§ **Work instructions**
A) Translate this sentence from the letter on the Pledge of Allegiance bill below into Spanish: "The law requires a child to maintain a respectful silence during the salute."
B) Carry on writing the letter opposing HB 1150 below, picking up right after its last sentence.
:: Document segment
Dear Representatives, 
 
During the House State Affairs Committee meeting on February 19, 2014, there was a suggestion from Representative Wick that the ACLU supported a bill in Oregon which HB 1150 has been modeled after. It should be noted that the ACLU of Oregon in 1999 was neutral on the bill and subsequently opposed amendments to the law. In 2005 and again in 2011 when the ACLU testified against amendments, it made it clear that it opposed the underlying law for a variety of reasons including religious freedom.
 
Accordingly, please note that the ACLU of South Dakota opposes HB 1150. Passage of this bill will greatly expand the mandatory recitation of the Pledge and will further ostracize students and their families who feel they must refrain from participating in the Pledge because of their religious and/or political beliefs.
 
For most of this nations history, the Pledge originally did not include God. It states:
 
I pledge allegiance to the Flag of the United States of America and to the Republic for which it stands; one Nation, indivisible, with liberty and justice for all.
It was only in 1954, in the midst of the McCarthy era red scare period that Congress added Under God. The hallmark of the McCarthy era was its pressure to conform in politics and religion, in speech and belief. The prevailing assumption was that all good (non-communist) Americans believed in a monotheistic God. Untrue in the 1950s, this assumption is more strikingly untrue today. Many Americans subscribe to no religion. And even people who do worship a monotheistic God show great variation in their definition of the deity; many do not subscribe to the idea that Gods role is to organize the affairs of humans and countries, as embodied in the phrase one nation under God. 
 
If the goal of this law is patriotism, then we should choose a non-religious expression of patriotism, such as the pre-1954 Pledge. Choosing to include the words under God indicates that the real purpose of the Pledge, here, is religious, not patriotic.
 
The law requires a child to maintain a respectful silence during the salute.
::::
:: Supplied material
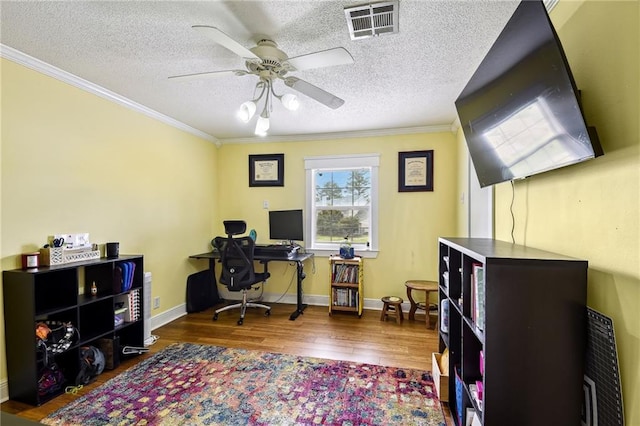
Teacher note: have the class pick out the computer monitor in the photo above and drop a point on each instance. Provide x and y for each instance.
(286, 225)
::::
§ **Answers to each task**
A) La ley exige que un niño guarde un silencio respetuoso durante el saludo.

B)
The right to express oneself by not participating in the pledge includes the right to remain seated while others stand. The famous case of Tinker v. Des Moines School Dist., 393 US 503 (1969) upheld the rights of students to silently protest by wearing black armbands. Remaining seated during the pledge is a form of silent expression just like the black armbands in Tinker.
 
The practical result of this law will be to ostracize students who cannot or choose not to participate in the pledge for whatever reasons they or their parents decide. It is callous for the government to force schoolchildren of minority faiths to isolate themselves from their classmates to avoid participating in a religious exercise in violation of their conscience. And under this proposal, children will be forced daily to set themselves apart from their peers. This is just the type of difference that other children quickly pick up on and use to bully and harass the lone child who is now marked as different, and bad from the majority of other students in that school. For the last few years, we have become increasingly aware of the devastating effects that bullying has, especially on children who are isolated from their peers because of real or perceived differences. Now is not the time to add to this.
 
The ACLU of South Dakota strongly opposes HB 1150.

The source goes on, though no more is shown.